** Start of Records **
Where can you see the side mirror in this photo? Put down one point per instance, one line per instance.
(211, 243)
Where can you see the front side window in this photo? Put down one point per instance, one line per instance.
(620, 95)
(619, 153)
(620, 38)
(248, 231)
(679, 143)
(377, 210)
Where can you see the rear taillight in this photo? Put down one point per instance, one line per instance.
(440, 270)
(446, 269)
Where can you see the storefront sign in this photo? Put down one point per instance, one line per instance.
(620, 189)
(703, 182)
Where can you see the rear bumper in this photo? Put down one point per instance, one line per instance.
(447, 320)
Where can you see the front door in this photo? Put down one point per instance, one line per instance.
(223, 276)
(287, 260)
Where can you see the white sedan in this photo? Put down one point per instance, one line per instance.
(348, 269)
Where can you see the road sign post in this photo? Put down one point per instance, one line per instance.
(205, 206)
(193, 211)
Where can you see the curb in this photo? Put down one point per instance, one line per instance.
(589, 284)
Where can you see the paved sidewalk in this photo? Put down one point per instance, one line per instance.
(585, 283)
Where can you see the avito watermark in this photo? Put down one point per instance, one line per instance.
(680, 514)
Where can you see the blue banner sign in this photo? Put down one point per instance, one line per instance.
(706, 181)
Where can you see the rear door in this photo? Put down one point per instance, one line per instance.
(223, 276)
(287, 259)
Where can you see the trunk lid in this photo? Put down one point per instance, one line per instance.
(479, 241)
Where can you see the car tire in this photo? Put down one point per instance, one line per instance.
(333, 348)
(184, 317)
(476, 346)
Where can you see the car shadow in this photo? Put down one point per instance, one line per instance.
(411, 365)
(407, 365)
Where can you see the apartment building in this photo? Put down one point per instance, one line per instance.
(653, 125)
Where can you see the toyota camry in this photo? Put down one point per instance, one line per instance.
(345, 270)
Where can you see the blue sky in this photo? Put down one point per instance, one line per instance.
** End of Records **
### Direction
Reproduce every line of the material above word for word, without changing anything.

### Exercise solution
Where can you see the side mirror in this photo? Put down one point per instance, one line per instance.
(211, 243)
Where can you see the front side window in this photo? Put down one point per instance, one line per instance.
(620, 95)
(619, 153)
(620, 38)
(248, 231)
(679, 143)
(377, 210)
Where can you see the rear taillight in this photo? Put down one point per instance, one line per instance.
(440, 270)
(446, 269)
Where can you see the storefront sign in this photo? Put down one point per instance, one line per instance.
(620, 189)
(703, 182)
Where can you see the rear bumper in this photo? Put down one point per instance, one line per instance.
(447, 320)
Where can you see the front door in this photo? Put down one point per instance, one line per instance.
(223, 276)
(287, 260)
Where can you see the white sedan in this photo? Put down one point per instance, one line per instance.
(348, 269)
Where can you see the road sign post in this photo? Put down one point per instance, one line per instance.
(205, 206)
(193, 211)
Where can you see the curb in this photo? Put down one point per instance, one line per instance.
(589, 284)
Where can you see the paved sidewalk in this photo? Put down one point per instance, one line per instance.
(585, 283)
Where can you see the avito watermark in this photo? Put down one point per instance, one line per instance.
(680, 514)
Where can you see the blue banner sign in this photo? Put down one point per instance, one line per instance.
(706, 181)
Where can you see the rear door in this photo? Put down one point per instance, one line per instance.
(223, 276)
(287, 259)
Where can you see the trunk lid in this photo? Put down one point per instance, one line per instance.
(479, 241)
Where can you see the car tire in this photo? Put down one point per instance, one line per instance.
(333, 348)
(184, 317)
(476, 346)
Where can you see the car shadow in this photo? Put down one point per instance, one line per instance.
(411, 365)
(407, 365)
Where can you see the apartment building in this photo? Put down one point per instance, one line per instance.
(653, 125)
Where can you see the toyota camry in this photo? Put down one point per instance, one line per instance.
(345, 270)
Where can you see the blue sky in this photo? Put down one point per instance, one line per instance.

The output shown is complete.